# PARTS OF THE EXERCISE
1. In the account of the Archduke's assassination, how many cars made up his motorcade?
2. Write what comes next in the account of the Archduke's assassination, picking up after its final sentence.

3 days later, at 10 a.m. on June 28th, the Archduke’s motorcade consisting of 6 open-top cars eased down towards Sarajevo City Hall.
The first set of operatives got cold feet and did nothing. Few minutes later, as the motorcade wound its way along the river, a second set of operatives launched a grenade, but missed Ferdinand’s car – hitting the one behind it instead. Panicking, the motorcade sped away. But Ferdinand decided to go visit the hospital where the injured were sent instead of heading to safety.
As the motorcade turned right on the narrow Latin Bridge – ironically, a bridge built by the Ottomans in 1500 – a third operative, Gavrilo Princip was lying in wait with a pistol. He unloaded a bullet into Ferdinand’s neck and another in his wife, Sofie’s abdomen. Both succumbed to their injuries at the hospital.
The Austro-Hungarian empire blamed Serbia for the plot, declaring war one month later. Various nations jump in to support each side, triggering a set of events and political drama that culminates in World War I.

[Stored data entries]
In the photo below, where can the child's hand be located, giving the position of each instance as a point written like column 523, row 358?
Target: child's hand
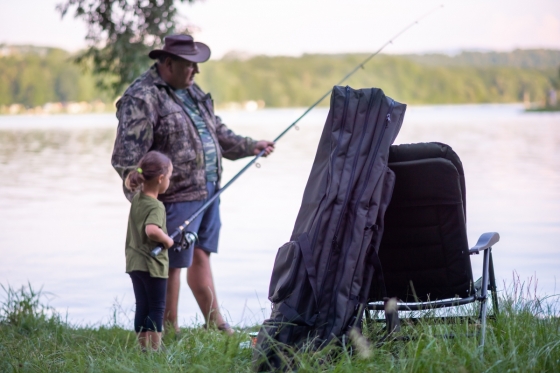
column 169, row 242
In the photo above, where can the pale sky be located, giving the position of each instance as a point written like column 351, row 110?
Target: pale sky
column 293, row 27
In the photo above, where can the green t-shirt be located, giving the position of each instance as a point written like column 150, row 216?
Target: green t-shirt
column 145, row 210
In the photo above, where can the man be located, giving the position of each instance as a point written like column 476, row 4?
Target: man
column 165, row 110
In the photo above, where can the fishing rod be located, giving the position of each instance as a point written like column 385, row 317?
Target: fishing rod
column 189, row 238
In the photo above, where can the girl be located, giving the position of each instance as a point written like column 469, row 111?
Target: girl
column 146, row 230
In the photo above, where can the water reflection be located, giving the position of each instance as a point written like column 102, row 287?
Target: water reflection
column 64, row 217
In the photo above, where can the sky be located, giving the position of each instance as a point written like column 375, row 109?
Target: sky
column 294, row 27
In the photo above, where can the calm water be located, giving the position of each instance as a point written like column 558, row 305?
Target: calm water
column 63, row 215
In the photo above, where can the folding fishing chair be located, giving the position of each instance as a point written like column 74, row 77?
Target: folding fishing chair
column 424, row 258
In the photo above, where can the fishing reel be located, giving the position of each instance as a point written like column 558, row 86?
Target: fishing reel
column 188, row 239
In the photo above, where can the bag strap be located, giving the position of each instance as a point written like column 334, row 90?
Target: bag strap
column 307, row 256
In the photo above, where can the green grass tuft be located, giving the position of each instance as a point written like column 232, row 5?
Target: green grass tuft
column 525, row 337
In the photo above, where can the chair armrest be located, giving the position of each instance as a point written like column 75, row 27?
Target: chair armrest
column 485, row 241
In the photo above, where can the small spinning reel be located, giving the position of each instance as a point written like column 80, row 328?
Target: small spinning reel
column 187, row 242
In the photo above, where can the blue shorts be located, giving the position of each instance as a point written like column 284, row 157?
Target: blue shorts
column 206, row 226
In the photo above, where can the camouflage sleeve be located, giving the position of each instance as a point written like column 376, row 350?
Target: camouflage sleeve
column 134, row 136
column 233, row 146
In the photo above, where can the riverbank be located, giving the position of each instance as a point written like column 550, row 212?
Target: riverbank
column 525, row 337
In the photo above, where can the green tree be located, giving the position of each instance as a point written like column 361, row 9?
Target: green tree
column 120, row 35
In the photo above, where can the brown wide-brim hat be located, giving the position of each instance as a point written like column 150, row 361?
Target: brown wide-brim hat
column 183, row 46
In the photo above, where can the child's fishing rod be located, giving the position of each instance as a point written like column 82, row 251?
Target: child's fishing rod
column 203, row 208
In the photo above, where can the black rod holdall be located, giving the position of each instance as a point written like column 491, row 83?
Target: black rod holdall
column 321, row 277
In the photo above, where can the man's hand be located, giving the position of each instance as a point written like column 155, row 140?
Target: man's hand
column 267, row 146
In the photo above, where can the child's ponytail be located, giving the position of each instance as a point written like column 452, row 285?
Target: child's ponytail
column 152, row 164
column 134, row 179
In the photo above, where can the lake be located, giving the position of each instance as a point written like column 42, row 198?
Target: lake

# REPLIES
1. Six open-top cars.

2.
World War I took the lives of more than 9 million soldiers, 10 million civilians, while 21 million more were wounded. The sanitary conditions following the war also resulted in the Spanish Flu that ended up consuming another 20-25 million people. The war generated quite a few of the modern warfare instruments that we see today – machine guns, tanks, chemical weapons and introduced aerial combat.
Today, the city is trying to get back to a critically balanced sense of stability after decades of multiple wars. As you walk down the nondescript pedestrian Latin Bridge in Sarajevo, there isn’t much to guide you there except for a tiny museum and an inscription. And there is nothing that conveys the gravity of the events that took place here, that lead to more than 150 million deaths worldwide.